What this task involves: Could the data underneath be repeated exactly, in full?

Available records:

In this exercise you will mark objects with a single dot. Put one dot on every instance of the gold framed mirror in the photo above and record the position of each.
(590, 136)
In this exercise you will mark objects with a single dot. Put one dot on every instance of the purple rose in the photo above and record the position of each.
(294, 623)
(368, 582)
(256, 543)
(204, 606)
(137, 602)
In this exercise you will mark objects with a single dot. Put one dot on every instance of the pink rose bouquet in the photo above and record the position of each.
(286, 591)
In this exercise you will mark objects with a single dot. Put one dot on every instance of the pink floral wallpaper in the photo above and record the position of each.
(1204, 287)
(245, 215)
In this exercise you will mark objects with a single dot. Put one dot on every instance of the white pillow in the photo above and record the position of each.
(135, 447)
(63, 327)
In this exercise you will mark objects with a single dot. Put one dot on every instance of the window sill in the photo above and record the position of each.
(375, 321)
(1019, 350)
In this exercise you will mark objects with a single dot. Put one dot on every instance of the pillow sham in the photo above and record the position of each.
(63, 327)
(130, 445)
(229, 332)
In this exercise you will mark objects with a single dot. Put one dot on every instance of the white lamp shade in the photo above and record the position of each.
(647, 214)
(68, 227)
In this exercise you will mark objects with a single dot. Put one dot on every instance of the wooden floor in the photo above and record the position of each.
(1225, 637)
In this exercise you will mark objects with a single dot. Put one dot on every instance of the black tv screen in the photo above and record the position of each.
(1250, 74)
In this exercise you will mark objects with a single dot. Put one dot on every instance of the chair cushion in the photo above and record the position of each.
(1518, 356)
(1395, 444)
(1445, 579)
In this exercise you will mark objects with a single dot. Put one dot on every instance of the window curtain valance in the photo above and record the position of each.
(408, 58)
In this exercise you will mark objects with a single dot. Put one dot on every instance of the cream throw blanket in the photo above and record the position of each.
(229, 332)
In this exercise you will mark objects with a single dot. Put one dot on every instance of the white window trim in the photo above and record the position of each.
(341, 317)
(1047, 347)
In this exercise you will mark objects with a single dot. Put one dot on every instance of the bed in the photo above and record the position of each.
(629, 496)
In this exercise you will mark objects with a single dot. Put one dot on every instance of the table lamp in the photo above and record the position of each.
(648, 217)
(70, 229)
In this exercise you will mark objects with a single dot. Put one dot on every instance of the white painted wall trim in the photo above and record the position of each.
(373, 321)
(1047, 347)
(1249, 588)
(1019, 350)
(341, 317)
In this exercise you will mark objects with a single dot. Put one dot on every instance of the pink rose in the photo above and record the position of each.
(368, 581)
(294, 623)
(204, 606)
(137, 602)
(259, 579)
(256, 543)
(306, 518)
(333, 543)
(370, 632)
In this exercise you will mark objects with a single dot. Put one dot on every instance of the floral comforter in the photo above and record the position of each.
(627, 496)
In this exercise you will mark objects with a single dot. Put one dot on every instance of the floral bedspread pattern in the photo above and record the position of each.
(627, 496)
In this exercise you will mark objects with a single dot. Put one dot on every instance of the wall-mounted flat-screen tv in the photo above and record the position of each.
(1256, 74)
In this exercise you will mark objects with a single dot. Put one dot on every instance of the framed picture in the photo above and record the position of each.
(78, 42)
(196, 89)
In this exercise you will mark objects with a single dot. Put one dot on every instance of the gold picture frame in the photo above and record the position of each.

Answer to this exercise:
In this exercise you will mark objects with a single dot. Put one dot on every instance of the gold framed mirror in the photo above and record the position of each.
(590, 136)
In this exercise you will mark objects with a single dot. Put one dot on every instance of the purple rose in the photo above and record the position of each.
(294, 623)
(368, 582)
(256, 543)
(204, 606)
(137, 602)
In this exercise you will mark objects with a single dot. Put one dot on every instance of the pink rose bouquet in the photo above and record the position of each.
(286, 591)
In this exercise you will mark objects with a single dot. Put one dot on every instance of the pink floral wallpaper in the photo above and record the position of each.
(1204, 287)
(245, 215)
In this exercise you will mark objects with a single dot. Put one dot on every instance of the white pillow in the photo above and record the position of each.
(135, 447)
(63, 327)
In this exercise you will mark objects with a single dot. Put one dot on every instance of the window sill in the photo above and record the position of each.
(375, 321)
(1019, 350)
In this exercise you will mark objects with a single dot. Put one dot on every instance of the pillow sham in the photo above and record the position of each.
(63, 327)
(130, 445)
(229, 332)
In this exercise you will mark objects with a single dot. Put one dot on every instance of the white lamp shade in the photo above and record the position of each.
(647, 214)
(68, 227)
In this exercise you will mark objects with a single dot. Put one dot on every instance of the wooden floor in the photo above and record the position of each.
(1225, 637)
In this exercise you will mark objects with a single dot. Put one dot on every instance of the black tv screen in the photo above and record the position of each.
(1250, 74)
In this exercise you will mark objects with a single dot. Put one dot on every instance of the chair cushion in the photo above and record the position of each.
(1518, 356)
(1395, 444)
(1445, 579)
In this exercise you will mark objects with a single dot. Put one dot on every instance of the window curtain valance in the photo above and record the position of each.
(408, 58)
In this exercise you will mark objects with a single dot. Put one dot on every instance of the cream throw blanket in the photo above and record the position of each.
(229, 332)
In this exercise you will mark objects with a single dot. Put one dot on every instance of the white window trim in the photo above and record the position of each.
(341, 317)
(1047, 347)
In this exercise you will mark objects with a single dot. Put one dot on every instance of the bed in the photo above and record the position of each.
(629, 496)
In this exercise you will mark objects with a single dot. Put one dot on every instance of the table lamp in the photo above and record the position of each.
(648, 217)
(70, 229)
In this exercise you will mark objects with a single dot. Put one dot on every instance of the white painted wall trim in the photo above and record the position of each.
(373, 321)
(1047, 347)
(1249, 588)
(1019, 350)
(341, 317)
In this exercise you will mark objects with a single dot. Put one dot on every instance of the pink rose in the photo above and record the position of each.
(368, 581)
(294, 623)
(204, 606)
(137, 602)
(259, 579)
(256, 543)
(306, 518)
(333, 543)
(370, 632)
In this exercise you will mark objects with a single dot. Put one dot on every instance of the floral comforter in the photo above and record the position of each.
(627, 496)
In this exercise you will mark objects with a single dot. Put one dot on every instance of the floral bedspread pattern in the photo above and record the position of each.
(627, 496)
In this exercise you will mark objects with a single dot. Put one dot on every instance of the wall-mounted flat-screen tv in the photo above and record the position of each.
(1256, 74)
In this exercise you will mark objects with a single dot. Put one dot on every instance of the framed picture in the photo above and record the position of each.
(78, 42)
(196, 89)
In this exercise you will mark objects with a single dot. Put one dot on every instance of the gold picture frame in the photo above and record the position of each.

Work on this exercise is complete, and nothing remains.